What this exercise asks ▸
a - Please reproduce word for word the stretch of the Lady in Blue passage from "The dedication to" through "marvelous, magical explanation.".
b - According to the Lady in Blue passage, in which Spanish periodical did the author publish a piece in February 1991?

Passage ▸

--------------------

The dedication to The Lady in Blue contains an enigmatic reference to the date of April 14, 1991. Why did Javier Sierra choose to cite this date at the very beginning of his novel? What follows is the author’s own marvelous, magical explanation.
“…Thirty-eight years later (1631), the Holy Inquisition would detain the nun María de Ágreda, who claimed to have made more than 500 voyages to the New World to evangelize the pagans. As far as is known, the nun never left her convent during the previous eleven years. Nevertheless, when missionaries reached the Jumano Indians of New Mexico to Christianize them, the tribe was already familiar with the Catholic faith. To Alonzo de Benavides, their Superior, they confessed that it had been a nun matching the physical description of Sister Ágreda who had instructed them in the Gospels… “
I never thought that Fate —which Sophocles said “guides whoever willingly follows it”— would force me to return to this paragraph repeatedly over a period of seven years. I included it as the afterward in a piece I published in February 1991, in the Spanish periodical Año Cero. Back then I was a precocious journalist, merely nineteen years old, eagerly searching out curious, strange stories that I’d put to paper. And that was one of them, but not just any one, as it turned out.
Let me explain.
I discovered the strange case of Sister Maria de Ágreda almost by accident. One day, browsing through a carton full of papers that a friend had left me, I found an old Mexican weekly. It was in bad condition, dirty and wrinkled, but nevertheless I resisted throwing it out before having a glance at it. Now I know I was right. An article inside, ravaged by time and humidity, caught my attention immediately. It recounted the adventures of a cloistered Spanish nun from the 17th century, who, thanks to her gift of bi-location, had been attributed with evangelizing New Mexico, Arizona, and Texas. I’d never read anything like it. The weekly affirmed, moreover, that it was God who had granted her the power of being in two places at once in order to augment the dominions of Christianity.
The story, of course, fascinated me. And even though it was peppered with imprecise information (it didn’t clarify the place of origin of the nun, or the Spanish convent in which she resided), something compelled me to investigate further.
There was a great story somewhere in all this, I could feel it. A trail I had to follow.

--------------------

Dataset excerpts ▸
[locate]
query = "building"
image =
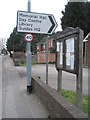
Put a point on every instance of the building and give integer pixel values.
(87, 50)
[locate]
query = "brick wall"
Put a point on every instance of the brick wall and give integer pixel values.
(42, 57)
(56, 104)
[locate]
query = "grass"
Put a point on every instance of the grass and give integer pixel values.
(71, 97)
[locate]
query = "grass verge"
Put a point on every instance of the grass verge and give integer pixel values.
(71, 97)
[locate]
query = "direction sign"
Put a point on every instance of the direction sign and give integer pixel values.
(28, 37)
(35, 22)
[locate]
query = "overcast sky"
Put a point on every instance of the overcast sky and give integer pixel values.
(9, 8)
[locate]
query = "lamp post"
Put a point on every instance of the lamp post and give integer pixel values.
(29, 87)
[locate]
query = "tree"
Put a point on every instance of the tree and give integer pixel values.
(77, 14)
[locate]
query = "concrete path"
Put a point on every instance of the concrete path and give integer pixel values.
(0, 87)
(16, 102)
(68, 79)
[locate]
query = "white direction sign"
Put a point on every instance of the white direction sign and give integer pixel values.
(35, 22)
(28, 37)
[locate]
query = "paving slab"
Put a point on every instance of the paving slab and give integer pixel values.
(16, 102)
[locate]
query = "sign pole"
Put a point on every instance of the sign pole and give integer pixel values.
(29, 59)
(47, 60)
(80, 73)
(59, 84)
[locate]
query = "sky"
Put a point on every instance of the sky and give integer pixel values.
(9, 8)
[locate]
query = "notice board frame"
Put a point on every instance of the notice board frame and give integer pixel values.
(68, 33)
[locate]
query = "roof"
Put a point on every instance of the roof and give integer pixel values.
(87, 37)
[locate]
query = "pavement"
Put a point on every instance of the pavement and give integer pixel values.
(16, 102)
(0, 87)
(68, 79)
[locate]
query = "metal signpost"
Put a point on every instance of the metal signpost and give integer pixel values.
(35, 22)
(69, 57)
(29, 22)
(29, 86)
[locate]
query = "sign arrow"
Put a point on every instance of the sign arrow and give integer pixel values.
(29, 22)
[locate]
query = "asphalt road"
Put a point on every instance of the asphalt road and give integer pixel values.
(68, 79)
(16, 102)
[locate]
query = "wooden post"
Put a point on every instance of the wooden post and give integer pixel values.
(59, 84)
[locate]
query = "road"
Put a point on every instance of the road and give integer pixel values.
(68, 79)
(16, 102)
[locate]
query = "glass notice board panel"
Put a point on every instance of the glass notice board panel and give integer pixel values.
(60, 54)
(70, 53)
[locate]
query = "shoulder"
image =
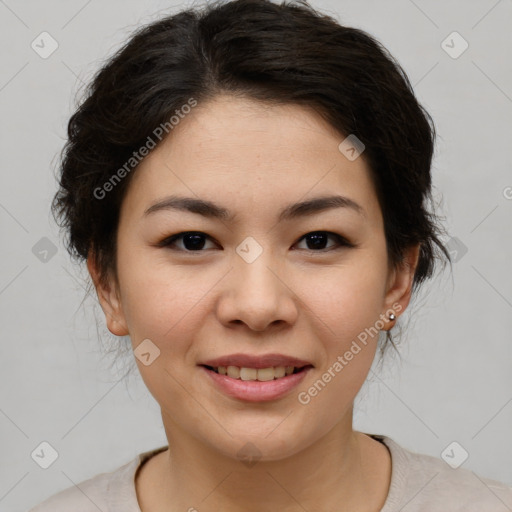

--------------------

Solution set ▸
a -
The dedication to The Lady in Blue contains an enigmatic reference to the date of April 14, 1991. Why did Javier Sierra choose to cite this date at the very beginning of his novel? What follows is the author’s own marvelous, magical explanation.

b - Año Cero